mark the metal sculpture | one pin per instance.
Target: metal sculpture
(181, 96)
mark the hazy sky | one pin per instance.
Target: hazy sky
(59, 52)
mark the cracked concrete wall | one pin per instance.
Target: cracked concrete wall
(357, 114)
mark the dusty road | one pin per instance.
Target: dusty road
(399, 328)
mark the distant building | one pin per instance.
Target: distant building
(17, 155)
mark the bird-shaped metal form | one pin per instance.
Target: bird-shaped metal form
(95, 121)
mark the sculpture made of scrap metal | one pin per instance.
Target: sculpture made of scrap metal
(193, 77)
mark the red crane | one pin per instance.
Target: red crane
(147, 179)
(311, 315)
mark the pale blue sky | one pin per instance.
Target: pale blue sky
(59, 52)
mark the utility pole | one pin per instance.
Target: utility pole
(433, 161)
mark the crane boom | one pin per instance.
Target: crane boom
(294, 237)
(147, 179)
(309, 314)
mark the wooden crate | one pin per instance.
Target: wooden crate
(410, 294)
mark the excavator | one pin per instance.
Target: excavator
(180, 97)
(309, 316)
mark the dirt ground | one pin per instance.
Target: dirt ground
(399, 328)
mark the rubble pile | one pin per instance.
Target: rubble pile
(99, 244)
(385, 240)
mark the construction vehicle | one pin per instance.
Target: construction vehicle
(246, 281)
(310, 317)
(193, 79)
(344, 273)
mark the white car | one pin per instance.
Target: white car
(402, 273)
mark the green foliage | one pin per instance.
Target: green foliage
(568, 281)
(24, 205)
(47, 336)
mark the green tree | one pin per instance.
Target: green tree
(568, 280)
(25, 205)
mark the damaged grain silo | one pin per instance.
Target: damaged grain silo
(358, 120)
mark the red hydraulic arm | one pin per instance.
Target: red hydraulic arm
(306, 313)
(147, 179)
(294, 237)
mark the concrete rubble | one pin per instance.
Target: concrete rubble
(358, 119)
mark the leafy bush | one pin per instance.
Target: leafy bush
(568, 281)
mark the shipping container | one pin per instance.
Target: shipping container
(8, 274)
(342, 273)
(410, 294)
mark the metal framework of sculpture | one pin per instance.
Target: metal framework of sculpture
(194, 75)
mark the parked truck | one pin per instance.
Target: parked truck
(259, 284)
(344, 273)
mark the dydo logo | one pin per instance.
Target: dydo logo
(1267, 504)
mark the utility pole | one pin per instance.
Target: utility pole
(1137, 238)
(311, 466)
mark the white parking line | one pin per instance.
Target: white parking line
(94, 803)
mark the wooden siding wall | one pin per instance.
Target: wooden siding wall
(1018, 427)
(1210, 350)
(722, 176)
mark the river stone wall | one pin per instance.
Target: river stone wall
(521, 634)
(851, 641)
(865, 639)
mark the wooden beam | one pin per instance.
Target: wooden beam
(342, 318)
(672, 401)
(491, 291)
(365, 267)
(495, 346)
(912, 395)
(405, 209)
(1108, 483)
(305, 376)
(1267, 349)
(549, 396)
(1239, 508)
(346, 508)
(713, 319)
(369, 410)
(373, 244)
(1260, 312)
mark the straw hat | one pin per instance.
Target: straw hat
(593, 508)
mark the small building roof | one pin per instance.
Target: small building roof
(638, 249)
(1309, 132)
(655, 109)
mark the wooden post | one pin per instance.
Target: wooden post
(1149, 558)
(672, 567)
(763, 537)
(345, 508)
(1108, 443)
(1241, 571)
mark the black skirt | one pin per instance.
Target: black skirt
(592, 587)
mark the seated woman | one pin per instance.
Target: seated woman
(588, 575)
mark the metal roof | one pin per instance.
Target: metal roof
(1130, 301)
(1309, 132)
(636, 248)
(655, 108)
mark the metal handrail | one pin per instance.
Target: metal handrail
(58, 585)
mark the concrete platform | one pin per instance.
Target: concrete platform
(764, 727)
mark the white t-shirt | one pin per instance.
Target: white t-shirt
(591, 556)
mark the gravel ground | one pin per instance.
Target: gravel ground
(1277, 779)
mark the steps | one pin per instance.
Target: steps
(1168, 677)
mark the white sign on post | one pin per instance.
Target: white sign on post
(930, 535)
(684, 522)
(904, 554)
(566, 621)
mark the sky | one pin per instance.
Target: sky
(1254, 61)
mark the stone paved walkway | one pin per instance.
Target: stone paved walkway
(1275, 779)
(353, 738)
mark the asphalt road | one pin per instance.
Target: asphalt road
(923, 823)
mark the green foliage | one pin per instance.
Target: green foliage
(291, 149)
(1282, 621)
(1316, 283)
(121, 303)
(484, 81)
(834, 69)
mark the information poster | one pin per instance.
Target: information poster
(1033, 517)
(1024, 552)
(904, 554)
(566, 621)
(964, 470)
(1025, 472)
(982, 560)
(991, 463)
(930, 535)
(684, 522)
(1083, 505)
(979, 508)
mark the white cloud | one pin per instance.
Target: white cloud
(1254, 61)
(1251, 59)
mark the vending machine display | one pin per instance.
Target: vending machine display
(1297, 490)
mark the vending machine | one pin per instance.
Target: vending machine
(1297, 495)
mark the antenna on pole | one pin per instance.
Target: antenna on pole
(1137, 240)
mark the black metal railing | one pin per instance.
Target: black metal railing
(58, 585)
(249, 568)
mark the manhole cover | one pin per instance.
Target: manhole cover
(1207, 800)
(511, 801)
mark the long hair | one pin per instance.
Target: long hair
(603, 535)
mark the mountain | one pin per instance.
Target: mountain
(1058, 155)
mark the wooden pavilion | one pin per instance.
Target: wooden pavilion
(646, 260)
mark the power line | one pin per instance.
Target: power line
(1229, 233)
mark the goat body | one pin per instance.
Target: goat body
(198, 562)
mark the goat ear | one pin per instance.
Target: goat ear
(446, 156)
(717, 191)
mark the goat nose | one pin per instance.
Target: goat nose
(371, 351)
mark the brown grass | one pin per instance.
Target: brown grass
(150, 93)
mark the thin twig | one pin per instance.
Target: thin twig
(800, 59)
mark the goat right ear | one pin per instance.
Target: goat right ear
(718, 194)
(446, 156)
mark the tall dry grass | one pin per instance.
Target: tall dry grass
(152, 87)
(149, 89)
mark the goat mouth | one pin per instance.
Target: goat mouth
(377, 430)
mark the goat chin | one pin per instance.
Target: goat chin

+ + + +

→ Given request
Copy every one of the records above word for word, with no changes.

→ Complete output
mark the metal sculpture | one pin per instance.
Target: metal sculpture
(181, 96)
mark the hazy sky | one pin per instance.
Target: hazy sky
(59, 52)
mark the cracked concrete wall | one pin per instance.
Target: cracked concrete wall
(357, 114)
mark the dusty road | one pin per instance.
Target: dusty road
(399, 328)
mark the distant building | one pin per instance.
Target: distant building
(17, 155)
mark the bird-shaped metal form | one pin per instance.
Target: bird-shaped metal form
(95, 121)
mark the sculpture made of scrap metal | one pin per instance.
Target: sculpture made of scrap metal
(193, 77)
mark the red crane | one pin per instance.
Target: red crane
(147, 179)
(311, 315)
mark the pale blue sky | one pin per instance.
Target: pale blue sky
(59, 52)
mark the utility pole | one pin per instance.
Target: utility pole
(433, 161)
mark the crane boom | one pin per instance.
Target: crane boom
(294, 237)
(147, 179)
(309, 314)
mark the wooden crate | one pin per instance.
Target: wooden crate
(410, 294)
mark the excavator | one pin per instance.
Target: excavator
(180, 97)
(309, 316)
mark the dirt ground | one pin per instance.
Target: dirt ground
(399, 328)
mark the rubble pile | one pin per instance.
Target: rubble pile
(99, 244)
(385, 240)
mark the construction vehicle | one pin per instance.
Target: construction vehicle
(246, 281)
(310, 317)
(193, 79)
(344, 273)
mark the white car | one pin per instance.
Target: white car
(402, 273)
mark the green foliage | one pin per instance.
Target: green foliage
(568, 281)
(24, 205)
(47, 336)
mark the green tree | one pin per instance.
Target: green tree
(568, 280)
(25, 205)
mark the damaged grain silo | one pin per instance.
Target: damaged grain silo
(358, 120)
mark the red hydraulic arm | one pin per instance.
Target: red hydraulic arm
(306, 313)
(147, 179)
(294, 237)
mark the concrete rubble | one pin per instance.
Target: concrete rubble
(358, 119)
mark the leafy bush | one pin per instance.
Target: leafy bush
(568, 281)
mark the shipping container | one pin per instance.
Target: shipping container
(8, 274)
(342, 273)
(410, 294)
mark the metal framework of sculpture | one pin per instance.
Target: metal framework of sculpture
(194, 75)
mark the parked truck | one pin per instance.
Target: parked truck
(259, 284)
(344, 273)
mark the dydo logo | one pin per instance.
Target: dydo logo
(1267, 504)
mark the utility pole | one pin per instance.
Target: utility pole
(1137, 238)
(311, 466)
mark the white parking line | one pin per instance.
Target: white parking line
(94, 803)
mark the wooden siding wall | one pin per instance.
Target: wooden siding wall
(1018, 427)
(1210, 350)
(722, 176)
mark the river stone wall | one pin per instance.
Target: river stone wall
(521, 634)
(851, 641)
(865, 639)
mark the wooden beam | one pin per instance.
Target: wooden beam
(342, 318)
(672, 401)
(491, 291)
(365, 267)
(495, 346)
(912, 395)
(405, 209)
(1108, 483)
(305, 376)
(1267, 349)
(549, 396)
(1239, 508)
(346, 508)
(713, 319)
(369, 410)
(373, 244)
(1260, 312)
mark the straw hat | one pin per instance.
Target: straw hat
(593, 508)
mark the small building roof | one pin per instance.
Target: small building roof
(638, 249)
(1309, 132)
(655, 109)
mark the wooden post | one pin per instance.
Target: wooden post
(1149, 558)
(672, 567)
(763, 537)
(345, 508)
(1108, 443)
(1241, 571)
mark the black skirt | one pin per instance.
Target: black skirt
(592, 587)
mark the seated woman | one pin per instance.
Target: seated woman
(588, 575)
mark the metal roof | one pin per instance.
Target: metal roof
(1130, 301)
(1309, 132)
(636, 248)
(655, 108)
mark the metal handrail | one pin per instance.
Target: metal handrail
(58, 585)
mark the concrete platform | one pin per instance.
Target: concrete platform
(764, 727)
mark the white t-shirt | one pin per instance.
Target: white t-shirt
(591, 556)
mark the gravel ground | one pin per instance.
Target: gravel ground
(1277, 779)
mark the steps | one pin per instance.
Target: steps
(1168, 677)
mark the white sign on post | one pin per instance.
Target: white sign on post
(930, 535)
(684, 522)
(904, 554)
(566, 621)
mark the sky | one pin per instance.
Target: sky
(1254, 61)
mark the stone paved walkway | one pin per instance.
Target: stone paved walkway
(1275, 779)
(353, 738)
mark the asphalt road | one pin per instance.
Target: asphalt road
(923, 823)
mark the green foliage | one pin per instance.
Target: green foliage
(291, 149)
(1282, 621)
(1316, 283)
(121, 303)
(484, 81)
(834, 69)
mark the information poster | one pin per instance.
Target: information poster
(1033, 517)
(1024, 552)
(904, 554)
(566, 621)
(964, 470)
(1025, 472)
(982, 560)
(991, 463)
(930, 535)
(684, 522)
(1083, 505)
(979, 508)
mark the white cloud | one pin per instance.
Target: white cloud
(1254, 61)
(1251, 59)
mark the vending machine display | one pin per instance.
Target: vending machine display
(1297, 490)
mark the vending machine | one pin per instance.
Target: vending machine
(1297, 495)
mark the antenna on pole | one pin per instance.
Target: antenna on pole
(1137, 240)
mark the black metal railing | one pin per instance.
Target: black metal railing
(58, 585)
(249, 568)
mark the manhole cover | one pin per instance.
Target: manhole cover
(1207, 800)
(511, 801)
mark the long hair | one pin per instance.
Target: long hair
(603, 535)
mark the mountain | one pin per instance.
Target: mountain
(1058, 155)
mark the wooden pavilion | one pin per instance.
Target: wooden pavilion
(646, 260)
mark the power line | one pin per instance.
Target: power line
(1229, 233)
mark the goat body | one pin per instance.
Target: goat body
(198, 562)
mark the goat ear | one pin per instance.
Target: goat ear
(446, 156)
(717, 191)
mark the goat nose | one pin per instance.
Target: goat nose
(371, 351)
mark the brown grass | one pin per instance.
Target: brown grass
(150, 93)
mark the thin twig | one pin per instance.
Target: thin twig
(800, 59)
mark the goat right ear | one pin per instance.
Target: goat right ear
(718, 194)
(446, 156)
mark the tall dry grass | one pin per instance.
Target: tall dry grass
(152, 87)
(149, 89)
mark the goat mouth | one pin per instance.
Target: goat mouth
(377, 430)
mark the goat chin | one pin per instance.
Target: goat chin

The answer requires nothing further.